──────── EXTRACTO DE PÁGINA
Si la construcción europea como tal nacionalidad europea es complicada con determinadas naciones estado (Francia, Alemania, Holanda, Dinamarca etc.) que no quieren perder su identidad nacional, no es difícil imaginar que la presencia de naciones sin Estado (Euskadi, Cataluña, Flandes, Córcega, Escocia ?) complejiza aún más el problema de la construcción europea, más allá de sus estructuras jurídicas. E, incluso, en sus estructuras jurídicas, en el concepto y asentimiento de la idea de la ciudadanía europea, a veces parece como que hubiera una huída hacia adelante creando organismos en Europa con gran poder sobre los ciudadanos, como la Comisión Europea y sus comisarios europeos, que no han sido elegidos por los ciudadanos. En cuyo caso, la dimensión jurídica de Europa puede limitarse, si no se cambia el rumbo, a ser poco más de que lo que fue en sus inicios: una zona económico-social, ahora, en una parte de la UE con la moneda común.

Es evidente a todas luces que, todavía, hay déficit democrático evidente en la gobernanza de la UE. Todavía. Pero aun salvando la dimensión jurídica de la UE, aun apostando firmemente por la ciudadanía europea, como es mi caso, veo mucho más lejana la nacionalidad europea. En efecto, la identificación cultural, simbólica, emocional, la realidad geográfica por la que los ciudadanos europeos estamos dispuestos a sacrificarnos, de la que nos sentimos más o menos orgullosos, en otras palabras, nuestro sentimiento de pertenencia, no es Europa. Seguirá siendo el sentimiento nacional. Basta ver, sin ir mas lejos, las olimpiadas, los campeonatos del mundo de fútbol, o cualquier competición deportiva internacional para comprobar cómo los medios de comunicación sitúan en primer y preferente lugar en sus informaciones lo que han hecho los deportistas de sus naciones respectivas. Y si lo hacen así es porque saben que la gran mayoría de los ciudadanos quieren saber qué han hecho sus deportistas. Las olimpiadas hace mucho que no son tales, sino competiciones internacionales. Si es que alguna vez han sido otra cosa.

De ahí la exigencia de una Euskal Selekzioa por parte de los nacionalistas vascos y su rechazo por los homólogos españoles, mas allá de querellas jurídico-históricas cuando se hacen comparaciones de la realidad entre Gran Bretaña (o, muy significativamente, Reino Unido), Inglaterra, Gales y Escocia por un lado y España, Euskadi y Catalunya por el otro. Aquí estamos en el terreno de las nacionalidades, no en el de los ciudadanos.

Si, al mismo tiempo, el Estado Español se opone al deseo de vascos y catalanes de expresarse cómo quieren que sea su relación con España, de hecho, la UE y España, están legitimando y afianzando la apuesta de quienes sostienen la necesidad de que Catalunya y Euskadi se constituyan en estados. Lo que ha llevado a muchos catalanes (casi la mayoría hoy y van a más) a decir que no les queda otra salida que la independencia y luchar por el estado catalán.

Lo que sucederá en Euskadi, cuando hayamos solventado el tema ETA y se clarifique qué opción de país defiende Sortu. Por decirlo en los términos en los que se expresa Luis Garicano en su libro El dilema de España (Planeta, 2014), saber si el modelo social de Sortu se acerca al de Venezuela (en cuyo caso la independencia no será más que una soflama) o al de Dinamarca. En este último (o similar) supuesto, Euskadi, si tiene algo propio que aportar, podrá aspirar a la independencia posible en un mundo interdependiente. Pero hay que ganárselo. No bastan las pancartas y las manifestaciones. Empezando por la demografía, con mucha gente, aquí, en América, o donde sea, con el orgullo de poder decir “I am basque”. Es lo que, en última instancia, explica la resiliencia de algunas naciones sin estado a no diluirse en el magma del “demos” universal.
────────────────
PARTES DEL EJERCICIO:
1. Imprime el tramo del extracto de página que va desde "De ahí la exigencia" hasta "de los ciudadanos.".
2. Según el extracto de página, ¿qué libro de Luis Garicano se menciona?
──────── BLOQUE DE DATOS
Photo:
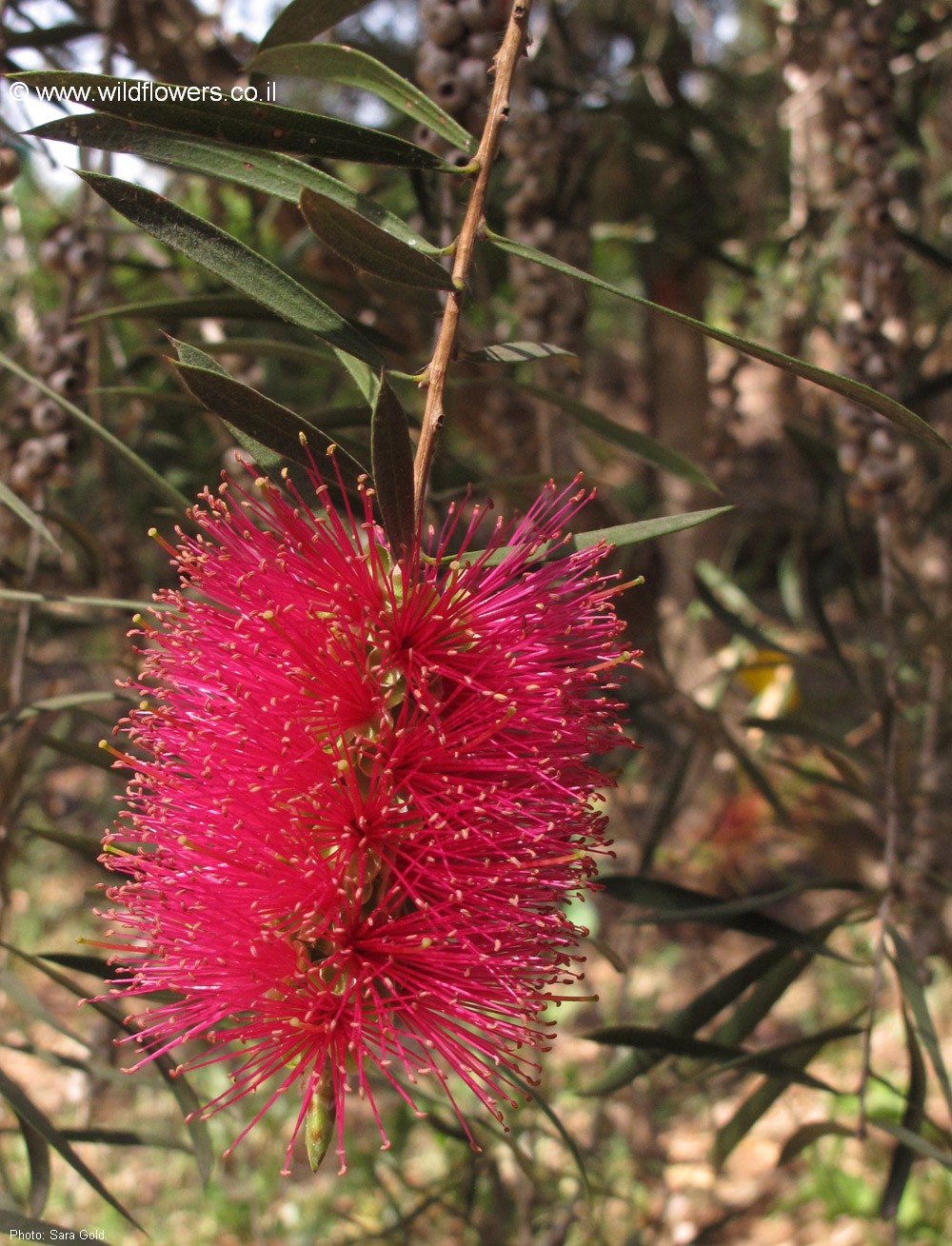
────────────────
RESULTADOS POR TAREA:
1.
De ahí la exigencia de una Euskal Selekzioa por parte de los nacionalistas vascos y su rechazo por los homólogos españoles, mas allá de querellas jurídico-históricas cuando se hacen comparaciones de la realidad entre Gran Bretaña (o, muy significativamente, Reino Unido), Inglaterra, Gales y Escocia por un lado y España, Euskadi y Catalunya por el otro. Aquí estamos en el terreno de las nacionalidades, no en el de los ciudadanos.

2. *El dilema de España* (Planeta, 2014).